● Problems:
A. In two sentences, summarize the Corpus setup page.
B. Proceed with the Corpus setup page, starting right after its final step.

● Extract to read:

---+---

Corpus
Video Lectures
For Developers
You can also see Java, Python,
Cython, Swift,
C++, or C# repository.
Requirements
Node.js
To check if you have a compatible version of Node.js installed, use the following command:
node -v
You can find the latest version of Node.js here.
Git
Install the latest version of Git.
Npm Install
npm install nlptoolkit-corpus
Download Code
In order to work on code, create a fork from GitHub page.
Use Git for cloning the code to your local or below line for Ubuntu:
git clone <your-fork-git-link>
A directory called util will be created. Or you can use below link for exploring the code:
git clone https://github.com/starlangsoftware/corpus-js.git
Open project with Webstorm IDE
Steps for opening the cloned project:
- Start IDE
- Select File | Open from main menu
- Choose
Corpus-Js
file - Select open as project option
- Couple of seconds, dependencies will be downloaded.

---+---

● Material:
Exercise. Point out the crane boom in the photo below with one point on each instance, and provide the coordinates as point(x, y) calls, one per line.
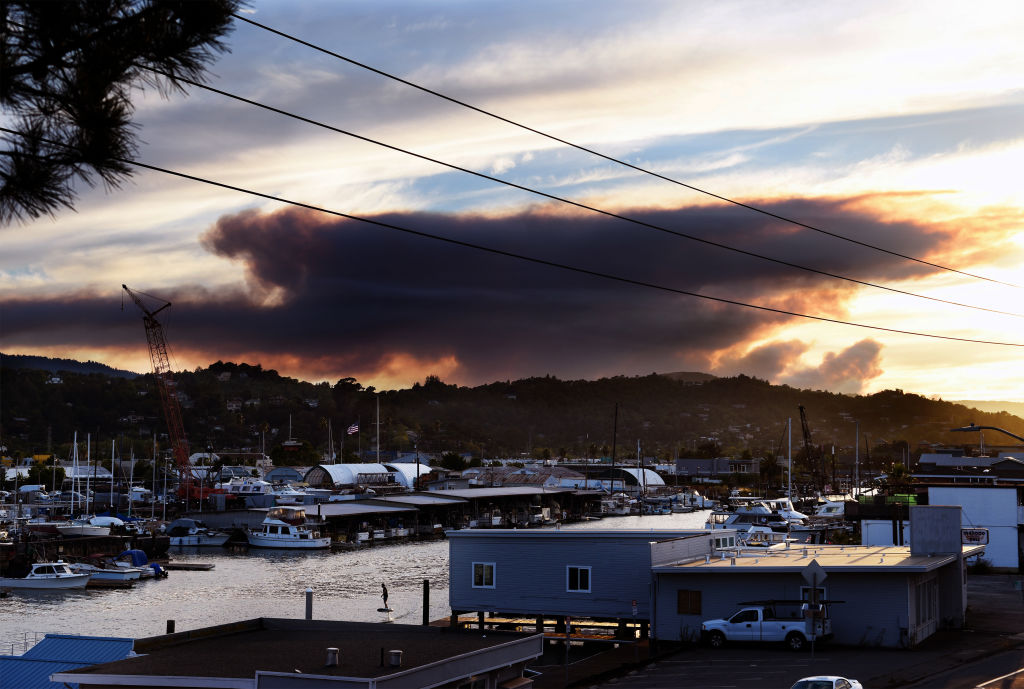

---+---

● Answers in order:
A. The Corpus setup page lists Node.js and Git as requirements, gives node -v as the command for checking the installed Node.js version, and installs the package with npm install nlptoolkit-corpus. To work on the code, you fork it from its GitHub page, clone it with Git, and open the cloned Corpus-Js project in the Webstorm IDE through File | Open, after which the dependencies download.

B.
Detailed Description
Corpus
To store a corpus in memory
a = Corpus("derlem.txt");
If this corpus is split with dots but not in sentences
constructor(fileName: string = undefined, splitterOrChecker: SentenceSplitter = undefined)
To eliminate the non-Turkish sentences from the corpus
constructor(fileName: string = undefined, splitterOrChecker: LanguageChecker = undefined)
The number of sentences in the corpus
sentenceCount(): number
To get ith sentence in the corpus
getSentence(index: number): Sentence
TurkishSplitter
TurkishSplitter class is used to split the text into sentences in accordance with the . rules of Turkish.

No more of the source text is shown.